EXERCISE PASSAGE =
Mississippi Supreme Court Justices heard arguments Thursday that will help them decide the constitutionality of House Bill 1020 – the controversial law that places appointed judges in Hinds County and sets up a separate court system within Jackson.
Attorneys for a lawsuit challenging HB 1020 say it violates the Mississippi Constitution by preventing county residents from electing circuit court judges, and that the Capitol Complex Improvement District court created by the law doesn’t meet constitutional requirements.
The state’s attorneys say no constitutional issues exist and that a lower court’s ruling dismissing the lawsuit should stand.
“This simply boils down to policy disagreement,” said Solicitor General Scott Stewart, who is representing the attorney general and governor.
Cliff Johnson, an attorney for the appellants from the MacArthur Justice Center, said there are limited exceptions of when circuit court judges are not elected by the people, such as when the governor appoints someone if the judge is disqualified or unable to serve.
He argued that state statute has been used to appoint judges, including during the COVID-19 pandemic, but appointing temporary judges alongside elected ones in Hinds County is not constitutional.
Stewart said an appointed judge is not the same as an elected circuit judge, so they don’t have to be elected nor do they receive the same protections given to circuit court judges.
HB 1020 has been discussed as a response to addressing a court backlog in Hinds County, but Johnson said the law makes no claim that a crowded docket exists. Regardless, the reason for the law doesn’t matter because the circumstances don’t justify the actions the Legislature is taking – even in an emergency situation.
“This is exactly the type of situation we should be careful of,” Johnson said.
He noted that the Legislature can address an overcrowded docket without violating the constitution and taking away Hinds County residents’ ability to elect judges, such as by adding elected judges or having the county court help. The Supreme Court can also play a role, Johnson said.
A “far reaching” implication for siding with the state would be taking power away from Hinds County voters and giving it to the Legislature, Johnson said, and he wondered what precedent would be set for its ability to approve appointed judges in other circumstances.

Records from a dataset
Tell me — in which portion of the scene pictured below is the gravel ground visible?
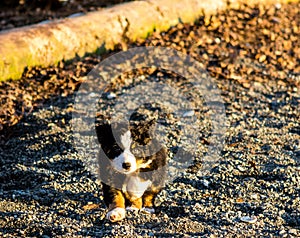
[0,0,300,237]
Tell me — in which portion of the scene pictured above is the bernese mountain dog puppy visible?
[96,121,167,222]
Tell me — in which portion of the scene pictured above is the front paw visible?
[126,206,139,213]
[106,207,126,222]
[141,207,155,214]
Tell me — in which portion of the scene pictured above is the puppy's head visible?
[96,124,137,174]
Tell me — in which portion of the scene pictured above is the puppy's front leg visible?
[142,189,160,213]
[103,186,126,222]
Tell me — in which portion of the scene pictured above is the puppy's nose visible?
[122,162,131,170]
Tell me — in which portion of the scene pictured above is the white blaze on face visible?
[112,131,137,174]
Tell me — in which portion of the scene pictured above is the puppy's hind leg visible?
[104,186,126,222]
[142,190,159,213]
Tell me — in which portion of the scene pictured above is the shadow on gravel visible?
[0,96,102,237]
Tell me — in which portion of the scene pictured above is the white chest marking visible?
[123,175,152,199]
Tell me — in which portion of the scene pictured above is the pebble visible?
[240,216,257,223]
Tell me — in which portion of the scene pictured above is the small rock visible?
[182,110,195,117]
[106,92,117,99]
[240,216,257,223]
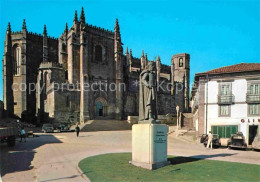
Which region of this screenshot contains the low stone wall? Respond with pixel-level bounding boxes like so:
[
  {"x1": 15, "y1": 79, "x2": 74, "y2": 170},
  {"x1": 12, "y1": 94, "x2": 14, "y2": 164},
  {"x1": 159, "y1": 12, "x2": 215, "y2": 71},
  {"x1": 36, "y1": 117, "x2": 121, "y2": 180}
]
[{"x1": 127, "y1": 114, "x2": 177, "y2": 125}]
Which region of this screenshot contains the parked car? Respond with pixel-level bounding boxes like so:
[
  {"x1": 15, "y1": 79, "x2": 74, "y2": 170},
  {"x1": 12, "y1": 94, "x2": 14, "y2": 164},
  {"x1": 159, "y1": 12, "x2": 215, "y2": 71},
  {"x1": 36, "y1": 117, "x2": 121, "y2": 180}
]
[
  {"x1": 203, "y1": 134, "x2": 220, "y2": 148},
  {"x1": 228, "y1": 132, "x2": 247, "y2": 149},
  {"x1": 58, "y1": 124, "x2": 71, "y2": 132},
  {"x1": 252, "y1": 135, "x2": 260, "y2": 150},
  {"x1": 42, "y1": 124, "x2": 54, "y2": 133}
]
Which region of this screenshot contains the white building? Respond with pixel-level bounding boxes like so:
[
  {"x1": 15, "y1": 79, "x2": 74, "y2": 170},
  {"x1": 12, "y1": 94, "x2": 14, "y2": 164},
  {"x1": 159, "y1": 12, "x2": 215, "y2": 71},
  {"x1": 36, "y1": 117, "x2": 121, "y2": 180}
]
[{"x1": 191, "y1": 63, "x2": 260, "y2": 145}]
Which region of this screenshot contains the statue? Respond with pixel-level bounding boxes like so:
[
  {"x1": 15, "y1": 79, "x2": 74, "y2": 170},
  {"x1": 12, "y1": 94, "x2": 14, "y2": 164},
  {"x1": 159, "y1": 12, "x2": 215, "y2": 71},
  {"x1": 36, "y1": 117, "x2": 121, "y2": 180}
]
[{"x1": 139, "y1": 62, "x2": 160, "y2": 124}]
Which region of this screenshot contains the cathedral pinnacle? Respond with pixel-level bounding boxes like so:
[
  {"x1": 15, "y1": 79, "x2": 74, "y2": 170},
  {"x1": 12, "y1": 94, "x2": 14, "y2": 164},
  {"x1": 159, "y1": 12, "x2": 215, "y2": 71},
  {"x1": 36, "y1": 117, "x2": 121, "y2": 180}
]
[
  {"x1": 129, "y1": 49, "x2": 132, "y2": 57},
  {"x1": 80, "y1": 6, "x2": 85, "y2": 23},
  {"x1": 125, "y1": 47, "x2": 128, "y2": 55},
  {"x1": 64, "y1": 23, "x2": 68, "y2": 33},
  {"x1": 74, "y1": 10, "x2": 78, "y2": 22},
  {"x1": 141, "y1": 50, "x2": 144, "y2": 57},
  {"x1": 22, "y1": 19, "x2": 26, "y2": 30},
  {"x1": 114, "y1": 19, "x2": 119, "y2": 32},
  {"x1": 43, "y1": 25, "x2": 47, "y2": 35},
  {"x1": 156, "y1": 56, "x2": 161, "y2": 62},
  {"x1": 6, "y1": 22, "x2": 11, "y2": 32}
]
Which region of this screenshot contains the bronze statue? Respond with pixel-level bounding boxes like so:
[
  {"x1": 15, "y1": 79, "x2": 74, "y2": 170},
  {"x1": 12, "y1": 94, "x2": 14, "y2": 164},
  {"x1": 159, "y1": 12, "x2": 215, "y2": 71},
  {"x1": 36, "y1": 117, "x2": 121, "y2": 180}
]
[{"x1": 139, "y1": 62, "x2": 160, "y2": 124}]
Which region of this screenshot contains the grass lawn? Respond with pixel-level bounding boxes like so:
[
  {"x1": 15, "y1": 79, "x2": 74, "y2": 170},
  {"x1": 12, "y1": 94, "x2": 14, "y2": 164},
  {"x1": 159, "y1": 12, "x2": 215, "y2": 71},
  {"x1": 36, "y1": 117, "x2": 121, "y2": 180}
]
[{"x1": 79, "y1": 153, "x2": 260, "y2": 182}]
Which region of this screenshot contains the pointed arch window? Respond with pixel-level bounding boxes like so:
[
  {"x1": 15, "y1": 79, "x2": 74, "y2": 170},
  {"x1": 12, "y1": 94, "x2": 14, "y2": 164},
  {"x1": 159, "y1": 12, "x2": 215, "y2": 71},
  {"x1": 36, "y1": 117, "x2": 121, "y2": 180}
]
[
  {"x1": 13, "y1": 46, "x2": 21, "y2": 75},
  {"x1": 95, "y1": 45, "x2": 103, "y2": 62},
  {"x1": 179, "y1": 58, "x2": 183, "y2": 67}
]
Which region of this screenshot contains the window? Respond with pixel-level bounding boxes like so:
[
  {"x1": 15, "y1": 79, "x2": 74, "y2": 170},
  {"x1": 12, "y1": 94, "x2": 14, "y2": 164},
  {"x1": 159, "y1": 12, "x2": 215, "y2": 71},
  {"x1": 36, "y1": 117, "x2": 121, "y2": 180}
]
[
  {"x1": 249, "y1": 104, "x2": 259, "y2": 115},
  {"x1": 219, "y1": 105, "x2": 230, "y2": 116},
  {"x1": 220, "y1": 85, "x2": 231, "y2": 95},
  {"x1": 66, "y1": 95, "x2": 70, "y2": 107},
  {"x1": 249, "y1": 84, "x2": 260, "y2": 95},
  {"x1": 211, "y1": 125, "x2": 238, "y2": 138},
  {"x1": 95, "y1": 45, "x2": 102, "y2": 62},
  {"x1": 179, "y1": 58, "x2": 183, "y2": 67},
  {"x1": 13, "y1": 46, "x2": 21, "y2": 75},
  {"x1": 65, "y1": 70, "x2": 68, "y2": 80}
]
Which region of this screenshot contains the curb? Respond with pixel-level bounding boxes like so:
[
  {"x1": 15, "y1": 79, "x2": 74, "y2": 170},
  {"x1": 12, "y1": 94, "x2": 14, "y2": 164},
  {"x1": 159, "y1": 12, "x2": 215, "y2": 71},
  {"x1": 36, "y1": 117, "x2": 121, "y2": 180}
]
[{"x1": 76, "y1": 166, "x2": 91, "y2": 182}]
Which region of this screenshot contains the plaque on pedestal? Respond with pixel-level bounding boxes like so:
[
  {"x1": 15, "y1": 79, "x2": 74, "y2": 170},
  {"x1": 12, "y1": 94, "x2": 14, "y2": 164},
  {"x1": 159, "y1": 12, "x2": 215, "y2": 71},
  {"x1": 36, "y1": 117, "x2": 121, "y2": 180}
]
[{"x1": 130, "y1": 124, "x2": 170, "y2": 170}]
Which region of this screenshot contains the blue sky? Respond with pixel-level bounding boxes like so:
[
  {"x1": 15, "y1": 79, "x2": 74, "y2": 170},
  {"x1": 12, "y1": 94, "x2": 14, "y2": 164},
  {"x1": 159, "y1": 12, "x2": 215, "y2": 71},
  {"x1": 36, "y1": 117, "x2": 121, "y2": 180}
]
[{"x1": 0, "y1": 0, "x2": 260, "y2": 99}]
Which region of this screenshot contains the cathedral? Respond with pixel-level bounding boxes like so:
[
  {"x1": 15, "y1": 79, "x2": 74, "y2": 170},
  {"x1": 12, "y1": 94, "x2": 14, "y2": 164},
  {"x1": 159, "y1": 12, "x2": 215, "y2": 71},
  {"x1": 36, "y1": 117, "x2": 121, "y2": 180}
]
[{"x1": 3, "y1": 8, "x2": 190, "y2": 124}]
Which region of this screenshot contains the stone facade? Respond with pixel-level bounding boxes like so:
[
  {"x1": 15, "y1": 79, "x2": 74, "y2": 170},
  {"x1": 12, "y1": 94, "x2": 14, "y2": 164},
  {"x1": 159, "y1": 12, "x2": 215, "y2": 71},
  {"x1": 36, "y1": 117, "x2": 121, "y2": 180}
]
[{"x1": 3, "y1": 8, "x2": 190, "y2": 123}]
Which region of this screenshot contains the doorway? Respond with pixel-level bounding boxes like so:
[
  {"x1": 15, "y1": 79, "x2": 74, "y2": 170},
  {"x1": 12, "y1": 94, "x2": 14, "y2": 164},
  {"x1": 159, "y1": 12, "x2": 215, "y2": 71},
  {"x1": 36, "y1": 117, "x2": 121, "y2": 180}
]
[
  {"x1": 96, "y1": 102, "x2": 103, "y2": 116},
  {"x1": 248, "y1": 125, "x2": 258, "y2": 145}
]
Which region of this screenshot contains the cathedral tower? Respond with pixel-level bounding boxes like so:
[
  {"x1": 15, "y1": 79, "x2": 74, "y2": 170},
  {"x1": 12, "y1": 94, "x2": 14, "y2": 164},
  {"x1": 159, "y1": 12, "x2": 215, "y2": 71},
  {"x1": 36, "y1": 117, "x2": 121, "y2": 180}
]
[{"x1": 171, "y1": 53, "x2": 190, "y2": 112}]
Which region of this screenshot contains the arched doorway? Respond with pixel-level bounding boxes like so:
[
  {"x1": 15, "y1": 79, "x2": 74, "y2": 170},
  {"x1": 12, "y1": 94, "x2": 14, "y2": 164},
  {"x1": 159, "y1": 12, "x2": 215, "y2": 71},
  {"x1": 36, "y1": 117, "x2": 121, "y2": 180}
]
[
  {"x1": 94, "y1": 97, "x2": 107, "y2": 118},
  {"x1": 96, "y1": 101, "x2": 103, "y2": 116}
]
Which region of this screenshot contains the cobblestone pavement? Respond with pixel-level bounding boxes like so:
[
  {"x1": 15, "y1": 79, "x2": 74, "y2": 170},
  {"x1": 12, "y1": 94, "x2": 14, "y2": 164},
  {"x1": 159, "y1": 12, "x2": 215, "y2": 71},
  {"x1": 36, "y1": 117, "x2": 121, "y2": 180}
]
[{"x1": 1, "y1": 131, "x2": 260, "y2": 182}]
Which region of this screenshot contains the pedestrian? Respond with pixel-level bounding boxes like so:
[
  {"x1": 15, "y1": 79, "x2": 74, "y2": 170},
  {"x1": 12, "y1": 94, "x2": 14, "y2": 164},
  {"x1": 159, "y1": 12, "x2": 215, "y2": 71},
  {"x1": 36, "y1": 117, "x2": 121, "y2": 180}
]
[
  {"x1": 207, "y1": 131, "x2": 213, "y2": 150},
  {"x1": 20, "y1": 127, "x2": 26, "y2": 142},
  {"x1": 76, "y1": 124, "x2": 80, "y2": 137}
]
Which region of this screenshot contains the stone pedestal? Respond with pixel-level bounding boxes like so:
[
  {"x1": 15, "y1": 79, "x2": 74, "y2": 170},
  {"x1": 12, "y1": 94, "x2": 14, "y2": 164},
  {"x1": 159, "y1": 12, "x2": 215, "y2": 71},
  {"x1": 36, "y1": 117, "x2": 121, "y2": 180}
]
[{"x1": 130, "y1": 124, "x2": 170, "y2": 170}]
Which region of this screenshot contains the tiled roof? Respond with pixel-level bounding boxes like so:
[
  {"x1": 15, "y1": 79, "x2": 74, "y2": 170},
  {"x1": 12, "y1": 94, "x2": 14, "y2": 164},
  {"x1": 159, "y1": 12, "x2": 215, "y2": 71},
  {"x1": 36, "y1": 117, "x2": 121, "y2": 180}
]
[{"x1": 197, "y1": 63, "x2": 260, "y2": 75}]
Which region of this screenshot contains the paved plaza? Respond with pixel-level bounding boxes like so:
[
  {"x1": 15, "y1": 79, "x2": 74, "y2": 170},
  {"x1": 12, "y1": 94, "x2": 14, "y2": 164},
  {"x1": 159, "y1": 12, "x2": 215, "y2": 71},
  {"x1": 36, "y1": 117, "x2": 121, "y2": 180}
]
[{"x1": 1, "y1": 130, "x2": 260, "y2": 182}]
--
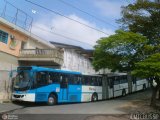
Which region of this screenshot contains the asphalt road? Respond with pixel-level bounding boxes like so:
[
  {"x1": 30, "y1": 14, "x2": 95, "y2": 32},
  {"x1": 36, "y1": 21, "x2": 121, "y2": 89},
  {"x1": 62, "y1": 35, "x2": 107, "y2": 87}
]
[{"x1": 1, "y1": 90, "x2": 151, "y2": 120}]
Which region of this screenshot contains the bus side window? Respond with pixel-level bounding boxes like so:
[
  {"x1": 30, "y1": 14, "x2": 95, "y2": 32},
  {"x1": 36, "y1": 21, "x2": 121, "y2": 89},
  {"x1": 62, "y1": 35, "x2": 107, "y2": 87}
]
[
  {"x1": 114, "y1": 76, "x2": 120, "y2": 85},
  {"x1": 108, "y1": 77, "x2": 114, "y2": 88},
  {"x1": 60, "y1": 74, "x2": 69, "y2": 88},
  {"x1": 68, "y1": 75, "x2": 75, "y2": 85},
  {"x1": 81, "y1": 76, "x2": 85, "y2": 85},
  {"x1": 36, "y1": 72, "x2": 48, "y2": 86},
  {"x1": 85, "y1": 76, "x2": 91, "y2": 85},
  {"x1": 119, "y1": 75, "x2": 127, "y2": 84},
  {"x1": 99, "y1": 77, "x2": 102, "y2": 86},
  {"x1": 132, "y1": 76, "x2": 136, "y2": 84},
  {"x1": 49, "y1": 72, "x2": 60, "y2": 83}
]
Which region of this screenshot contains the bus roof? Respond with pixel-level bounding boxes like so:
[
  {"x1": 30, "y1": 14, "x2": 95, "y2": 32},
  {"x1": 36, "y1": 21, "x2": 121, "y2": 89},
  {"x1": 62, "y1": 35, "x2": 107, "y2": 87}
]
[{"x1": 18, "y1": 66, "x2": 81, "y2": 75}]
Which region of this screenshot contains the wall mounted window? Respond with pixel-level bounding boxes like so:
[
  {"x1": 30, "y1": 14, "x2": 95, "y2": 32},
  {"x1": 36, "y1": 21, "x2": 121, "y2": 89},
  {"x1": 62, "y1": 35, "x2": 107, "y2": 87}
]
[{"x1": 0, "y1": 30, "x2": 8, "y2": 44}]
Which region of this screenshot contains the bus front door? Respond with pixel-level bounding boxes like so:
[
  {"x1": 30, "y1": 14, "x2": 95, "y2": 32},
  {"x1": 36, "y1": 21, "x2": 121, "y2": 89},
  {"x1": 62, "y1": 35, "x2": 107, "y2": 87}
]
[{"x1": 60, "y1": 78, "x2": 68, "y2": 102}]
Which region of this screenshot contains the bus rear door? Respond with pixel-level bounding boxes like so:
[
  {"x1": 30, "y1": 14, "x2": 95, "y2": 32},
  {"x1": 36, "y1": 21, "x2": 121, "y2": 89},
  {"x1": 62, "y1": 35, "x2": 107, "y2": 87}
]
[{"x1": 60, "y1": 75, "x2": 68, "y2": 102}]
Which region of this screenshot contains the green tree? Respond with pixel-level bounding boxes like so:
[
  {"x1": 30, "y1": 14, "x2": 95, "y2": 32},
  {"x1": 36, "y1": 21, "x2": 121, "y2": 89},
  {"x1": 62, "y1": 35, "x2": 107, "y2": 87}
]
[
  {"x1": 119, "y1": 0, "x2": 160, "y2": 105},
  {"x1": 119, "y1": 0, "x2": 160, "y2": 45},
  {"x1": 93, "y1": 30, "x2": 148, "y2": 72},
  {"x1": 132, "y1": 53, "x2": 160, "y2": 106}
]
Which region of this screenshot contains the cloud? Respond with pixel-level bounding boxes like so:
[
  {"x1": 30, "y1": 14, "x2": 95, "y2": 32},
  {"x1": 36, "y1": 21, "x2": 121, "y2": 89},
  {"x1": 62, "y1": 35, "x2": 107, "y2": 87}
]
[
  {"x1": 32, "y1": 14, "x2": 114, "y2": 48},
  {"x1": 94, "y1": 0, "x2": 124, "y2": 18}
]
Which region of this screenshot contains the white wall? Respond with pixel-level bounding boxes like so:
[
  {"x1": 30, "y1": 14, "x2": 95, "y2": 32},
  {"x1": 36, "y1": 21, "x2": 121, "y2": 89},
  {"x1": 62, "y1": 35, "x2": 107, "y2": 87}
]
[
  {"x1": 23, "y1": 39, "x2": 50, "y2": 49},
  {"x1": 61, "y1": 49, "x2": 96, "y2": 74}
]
--
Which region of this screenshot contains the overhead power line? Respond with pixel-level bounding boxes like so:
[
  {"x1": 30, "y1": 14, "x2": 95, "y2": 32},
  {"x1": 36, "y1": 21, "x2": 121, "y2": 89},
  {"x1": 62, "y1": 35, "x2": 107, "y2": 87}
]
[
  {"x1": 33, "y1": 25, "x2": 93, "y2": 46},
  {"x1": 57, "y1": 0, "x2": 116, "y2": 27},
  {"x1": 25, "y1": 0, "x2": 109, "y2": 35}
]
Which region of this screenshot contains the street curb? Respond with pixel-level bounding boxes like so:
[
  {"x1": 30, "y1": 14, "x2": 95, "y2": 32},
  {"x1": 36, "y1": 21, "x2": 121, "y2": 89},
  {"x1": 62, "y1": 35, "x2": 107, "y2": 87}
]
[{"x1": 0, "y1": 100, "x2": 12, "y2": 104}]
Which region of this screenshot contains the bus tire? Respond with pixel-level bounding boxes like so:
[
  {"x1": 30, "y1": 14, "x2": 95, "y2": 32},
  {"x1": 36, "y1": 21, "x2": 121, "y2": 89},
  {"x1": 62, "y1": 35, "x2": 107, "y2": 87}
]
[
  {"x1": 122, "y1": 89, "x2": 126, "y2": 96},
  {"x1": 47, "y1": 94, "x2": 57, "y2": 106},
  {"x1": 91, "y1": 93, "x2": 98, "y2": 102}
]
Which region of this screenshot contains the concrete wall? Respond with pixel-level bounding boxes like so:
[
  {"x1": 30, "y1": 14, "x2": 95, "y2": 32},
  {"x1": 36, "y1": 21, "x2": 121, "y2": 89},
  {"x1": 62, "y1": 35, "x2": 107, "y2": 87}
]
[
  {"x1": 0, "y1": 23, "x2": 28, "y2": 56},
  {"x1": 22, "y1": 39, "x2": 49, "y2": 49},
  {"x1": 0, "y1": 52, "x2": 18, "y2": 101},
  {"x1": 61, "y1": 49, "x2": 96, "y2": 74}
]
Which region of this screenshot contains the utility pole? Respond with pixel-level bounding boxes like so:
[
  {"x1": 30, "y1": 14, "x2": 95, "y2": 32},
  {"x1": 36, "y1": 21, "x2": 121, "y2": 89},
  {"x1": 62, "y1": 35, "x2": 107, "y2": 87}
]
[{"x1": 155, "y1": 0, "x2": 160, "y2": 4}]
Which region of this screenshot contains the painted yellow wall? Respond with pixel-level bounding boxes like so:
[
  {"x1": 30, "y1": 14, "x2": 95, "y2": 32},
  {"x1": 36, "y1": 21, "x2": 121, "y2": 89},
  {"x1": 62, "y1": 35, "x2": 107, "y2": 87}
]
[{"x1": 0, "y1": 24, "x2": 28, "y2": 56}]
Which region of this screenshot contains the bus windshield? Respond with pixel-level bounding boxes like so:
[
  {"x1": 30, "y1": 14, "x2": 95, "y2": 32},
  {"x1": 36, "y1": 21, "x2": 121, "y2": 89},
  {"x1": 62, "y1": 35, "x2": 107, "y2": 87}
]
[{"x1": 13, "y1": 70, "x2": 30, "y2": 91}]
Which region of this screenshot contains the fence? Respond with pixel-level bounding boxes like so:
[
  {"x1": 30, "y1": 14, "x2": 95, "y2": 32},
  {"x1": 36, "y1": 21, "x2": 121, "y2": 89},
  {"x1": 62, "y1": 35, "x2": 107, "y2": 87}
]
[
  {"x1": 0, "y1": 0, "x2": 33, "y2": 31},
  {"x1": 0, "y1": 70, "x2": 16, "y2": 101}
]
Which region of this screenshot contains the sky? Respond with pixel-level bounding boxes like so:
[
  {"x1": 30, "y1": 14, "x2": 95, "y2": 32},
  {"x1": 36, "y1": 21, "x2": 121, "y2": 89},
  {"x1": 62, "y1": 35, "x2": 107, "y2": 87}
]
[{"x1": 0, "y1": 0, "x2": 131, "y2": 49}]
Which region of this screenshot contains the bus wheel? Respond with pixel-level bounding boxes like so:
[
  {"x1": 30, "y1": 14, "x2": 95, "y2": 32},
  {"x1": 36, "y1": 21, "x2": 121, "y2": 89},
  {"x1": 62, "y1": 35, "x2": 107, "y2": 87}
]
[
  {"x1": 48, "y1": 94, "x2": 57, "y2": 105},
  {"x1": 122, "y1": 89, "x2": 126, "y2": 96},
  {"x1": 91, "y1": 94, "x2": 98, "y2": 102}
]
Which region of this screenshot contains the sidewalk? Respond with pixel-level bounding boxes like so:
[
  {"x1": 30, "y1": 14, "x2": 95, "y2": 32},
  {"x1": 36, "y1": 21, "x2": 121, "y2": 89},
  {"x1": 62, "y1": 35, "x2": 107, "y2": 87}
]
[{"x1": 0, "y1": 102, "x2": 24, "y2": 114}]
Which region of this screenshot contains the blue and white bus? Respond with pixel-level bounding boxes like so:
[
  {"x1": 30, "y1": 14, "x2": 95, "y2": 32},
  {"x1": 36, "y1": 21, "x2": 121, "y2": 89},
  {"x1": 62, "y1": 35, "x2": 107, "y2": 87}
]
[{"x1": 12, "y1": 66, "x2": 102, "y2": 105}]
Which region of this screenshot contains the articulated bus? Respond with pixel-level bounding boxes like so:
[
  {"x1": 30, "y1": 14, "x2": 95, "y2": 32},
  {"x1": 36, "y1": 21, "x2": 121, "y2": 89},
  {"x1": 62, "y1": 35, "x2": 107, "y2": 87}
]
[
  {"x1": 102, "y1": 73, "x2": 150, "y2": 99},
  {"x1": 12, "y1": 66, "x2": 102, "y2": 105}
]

EXERCISE A = Duplicate the stretch of the article on House Bill 1020 from "HB 1020 has" through "an emergency situation.".
EXERCISE B = In the article on House Bill 1020, whom is Solicitor General Scott Stewart representing?
EXERCISE C = Carry the article on House Bill 1020 further, starting after its final sentence.

TASK RESPONSE A =
HB 1020 has been discussed as a response to addressing a court backlog in Hinds County, but Johnson said the law makes no claim that a crowded docket exists. Regardless, the reason for the law doesn’t matter because the circumstances don’t justify the actions the Legislature is taking – even in an emergency situation.

TASK RESPONSE B = The attorney general and the governor.

TASK RESPONSE C =
Another topic raised during oral arguments was about the legitimacy of the Capitol Complex Improvement District court.
State constitution places limits on inferior courts created by the Legislature, including requirements that the court be supervised by another and they have the ability to appeal, which the appellants argue is not the case for the CCID court.
Stewart argued the CCID court resembles a municipal court and meets constitutional requirements, including the ability to appeal.
Justice James Kitchens asked where in HB 1020’s language does it address that the CCID court has appealability, and Stewart replied that existing state law for municipal courts grants the right for appeals to the county court.
Kitchens asked whether municipal courts currently operate like the CCID court, including having the power to send people charged with misdemeanors to the Central Mississippi Correctional Facility.
Justice David Ishee, a former municipal judge, said the requirement is for the court to sentence those charged with misdemeanors to a county jail.
Absent from the oral arguments was Chief Justice Michael Randolph, who recused himself Monday from the appeal because he is a named party in the lawsuit.
HB 1020 directs Randolph to appoint four judges to a Capitol Complex Improvement District court within the Hinds County circuit court. The law was set to go into effect July 1, but it has been paused in another lawsuit in federal court.
During oral arguments, his attorney Mark Nelson said the chief justice’s only interest is to protect his office and the court as an institution.
Nelson said Hinds Chancery Judge Dewayne Thomas and U.S. District Court Judge Henry Wingate were correct to remove Randolph from the lawsuit being appealed and a separate federal one on the basis of judicial immunity, which is the idea that judges can’t be sued for doing their jobs.
Nelson said appointments are a judicial act covered by immunity. Stewart, the attorney for the state, told the justices to think about the consequences of their ruling, which could mean that the chief justice can’t make any appointments and that past ones could be ruled invalid.
Johnson said the judicial immunity doctrine applies to protection from liability for monetary damages, but not for lawsuits seeking prospective relief such as declaratory or injunctive relief.
Dorothy Triplett, one of the three Jackson women who are appellants in the case, said today was the first time she had ever visited the Mississippi Supreme Court, and she didn’t expect the lawsuit she joined to go so far.
“I just know I believe in the right to vote and elect judges as stated in the constitution,” she said after the oral arguments.